Give the records again word for word. Leave every picture out.

### DATA UNDER STUDY

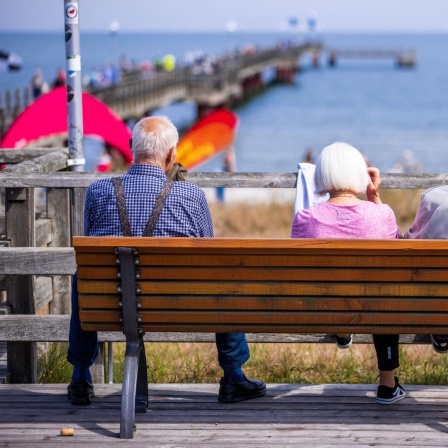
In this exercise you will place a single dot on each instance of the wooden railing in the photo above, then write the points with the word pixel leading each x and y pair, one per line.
pixel 43 208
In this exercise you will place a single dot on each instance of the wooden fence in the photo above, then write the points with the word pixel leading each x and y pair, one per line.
pixel 42 208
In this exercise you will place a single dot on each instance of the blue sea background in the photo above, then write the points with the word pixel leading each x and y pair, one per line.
pixel 375 106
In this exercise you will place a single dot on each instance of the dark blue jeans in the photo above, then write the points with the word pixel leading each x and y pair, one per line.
pixel 233 350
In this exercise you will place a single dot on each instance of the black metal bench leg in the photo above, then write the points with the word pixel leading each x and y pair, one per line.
pixel 141 394
pixel 131 363
pixel 135 378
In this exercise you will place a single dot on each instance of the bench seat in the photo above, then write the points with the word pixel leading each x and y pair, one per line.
pixel 139 285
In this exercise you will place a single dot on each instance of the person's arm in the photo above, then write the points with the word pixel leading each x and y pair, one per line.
pixel 373 189
pixel 87 209
pixel 205 222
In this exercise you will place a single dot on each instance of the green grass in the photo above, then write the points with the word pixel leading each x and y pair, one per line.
pixel 274 363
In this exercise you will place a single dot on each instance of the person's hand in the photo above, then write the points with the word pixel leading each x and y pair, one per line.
pixel 373 189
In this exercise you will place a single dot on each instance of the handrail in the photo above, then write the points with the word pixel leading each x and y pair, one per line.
pixel 64 179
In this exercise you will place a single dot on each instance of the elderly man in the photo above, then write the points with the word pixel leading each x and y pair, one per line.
pixel 129 206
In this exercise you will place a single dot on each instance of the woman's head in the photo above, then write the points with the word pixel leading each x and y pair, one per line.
pixel 341 167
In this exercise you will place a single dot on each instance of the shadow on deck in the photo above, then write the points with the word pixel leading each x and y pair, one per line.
pixel 189 415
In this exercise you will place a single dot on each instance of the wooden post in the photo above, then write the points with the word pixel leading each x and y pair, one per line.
pixel 58 210
pixel 22 356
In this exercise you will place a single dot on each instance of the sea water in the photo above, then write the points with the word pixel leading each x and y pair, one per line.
pixel 398 117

######

> **SOLUTION TO THE EXERCISE**:
In this exercise you will place a single dot on each instance of the wooden railing in the photo above, then write the points with the word pixel leading each x and y pair, one per line.
pixel 43 208
In this exercise you will place a single dot on each instance of the wooden fence in the photo above, then write the points with the word pixel leading each x and y pair, one per line.
pixel 42 208
In this exercise you will place a single dot on each instance of the blue sea background in the photo above, then write the points with the word pixel leading each x and y pair, one per line.
pixel 375 106
In this exercise you will place a single dot on each instance of the dark blue jeans in the photo above, then write the points with the word pixel leading each x and y pair, one per line.
pixel 233 350
In this exercise you will place a single dot on each instance of the black metal bench leg in the photo above, then write the points with the word pixel leading each x and y pair, one per line.
pixel 141 394
pixel 131 363
pixel 135 378
In this exercise you will place a single dot on each instance of the bench seat in the photo above, then write the points with the word pixel leading each x and y pair, one per line.
pixel 139 285
In this exercise you will place a single dot on each instance of the person's arm in the photo above, then write the points with the word pixel leading each x and y pair, one per line.
pixel 373 189
pixel 87 209
pixel 205 222
In this exercise you will place a single dot on each instance of the green grass in the photo above, then write the points with the word pixel leading each x and y pair, one per line.
pixel 274 363
In this exercise you will place a single dot on each instance of the person's hand in the photo above, then write the points with the word pixel leading each x and y pair, one per line.
pixel 373 189
In this exercise you will place a single dot on each instance of the handrail in the photo above, then write the points with the word pixel leading each x and y pair, one per line.
pixel 64 179
In this exercise you will place a single dot on each instance of the elderly man in the photo above, then write the points with the word pixel leading each x and y pair, one per line.
pixel 129 206
In this exercise you will place a single dot on each instance of the woman's head in the photo above, then write the points with the word pixel leading each x and y pair, one per line.
pixel 341 167
In this exercise you will place a single dot on each instance of the shadow on deck in the photo above, then write the points with the word pixel leading each x and y pair, one per line.
pixel 189 415
In this exercise you will place a single dot on each instance of the wooden post in the photo above, then write the points with the word pixel leading each x and y pair, one per line.
pixel 58 210
pixel 22 356
In this exercise you will place a single dot on each instance of the sea water in the photo above, then write the points with the word pixel leading each x and y pair, one per line.
pixel 398 117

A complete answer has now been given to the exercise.